**Data supplied**
'''
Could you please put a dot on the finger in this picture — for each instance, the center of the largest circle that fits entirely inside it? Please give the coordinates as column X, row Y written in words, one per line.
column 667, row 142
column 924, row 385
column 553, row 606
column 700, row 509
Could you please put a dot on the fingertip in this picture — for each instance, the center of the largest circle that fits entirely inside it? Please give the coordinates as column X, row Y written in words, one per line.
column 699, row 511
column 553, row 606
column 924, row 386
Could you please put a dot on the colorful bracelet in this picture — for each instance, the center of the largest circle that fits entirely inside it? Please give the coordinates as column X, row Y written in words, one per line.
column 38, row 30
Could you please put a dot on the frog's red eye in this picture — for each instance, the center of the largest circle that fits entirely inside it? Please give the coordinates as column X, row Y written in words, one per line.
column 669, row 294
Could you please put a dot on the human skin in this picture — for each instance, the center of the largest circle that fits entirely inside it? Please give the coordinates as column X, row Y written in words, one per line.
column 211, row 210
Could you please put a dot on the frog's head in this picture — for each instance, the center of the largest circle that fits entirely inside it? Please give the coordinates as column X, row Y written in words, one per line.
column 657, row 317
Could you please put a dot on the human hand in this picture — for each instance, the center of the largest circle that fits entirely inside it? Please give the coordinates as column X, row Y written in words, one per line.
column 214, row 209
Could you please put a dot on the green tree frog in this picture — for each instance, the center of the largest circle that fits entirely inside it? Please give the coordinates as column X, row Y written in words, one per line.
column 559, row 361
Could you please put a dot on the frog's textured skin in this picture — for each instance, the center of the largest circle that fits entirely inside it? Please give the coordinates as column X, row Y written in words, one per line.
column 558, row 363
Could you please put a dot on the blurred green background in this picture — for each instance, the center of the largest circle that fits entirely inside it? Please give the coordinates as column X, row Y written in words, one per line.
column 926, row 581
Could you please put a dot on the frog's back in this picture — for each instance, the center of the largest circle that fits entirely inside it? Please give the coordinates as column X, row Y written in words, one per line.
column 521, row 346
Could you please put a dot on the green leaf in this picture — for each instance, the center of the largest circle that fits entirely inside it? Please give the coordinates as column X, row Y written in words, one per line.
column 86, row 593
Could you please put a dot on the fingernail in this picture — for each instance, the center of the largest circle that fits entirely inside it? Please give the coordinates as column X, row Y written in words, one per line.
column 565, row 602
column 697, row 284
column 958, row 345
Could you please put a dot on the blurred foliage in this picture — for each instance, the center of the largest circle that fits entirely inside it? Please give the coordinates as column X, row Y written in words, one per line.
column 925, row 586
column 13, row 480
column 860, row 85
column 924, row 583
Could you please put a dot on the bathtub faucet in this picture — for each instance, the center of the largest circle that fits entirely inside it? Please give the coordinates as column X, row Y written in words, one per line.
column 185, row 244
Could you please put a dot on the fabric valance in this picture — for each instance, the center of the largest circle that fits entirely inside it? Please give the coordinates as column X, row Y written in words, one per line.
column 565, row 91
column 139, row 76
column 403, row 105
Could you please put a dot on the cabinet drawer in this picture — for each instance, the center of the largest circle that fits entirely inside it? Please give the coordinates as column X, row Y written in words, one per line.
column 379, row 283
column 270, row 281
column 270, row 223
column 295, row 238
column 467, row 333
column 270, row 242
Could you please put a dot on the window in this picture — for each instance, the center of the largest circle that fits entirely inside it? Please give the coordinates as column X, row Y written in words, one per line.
'''
**To do**
Copy out, word for word, everything from the start of the rows above down to the line containing "column 700, row 509", with both ends included.

**Answer to the problem**
Could you please put a dot on the finger in this picture — for each instance, the center of the largest circle that fits entirely inside it? Please give the coordinates as column X, row Y written in words, one per line.
column 667, row 142
column 924, row 385
column 553, row 606
column 700, row 509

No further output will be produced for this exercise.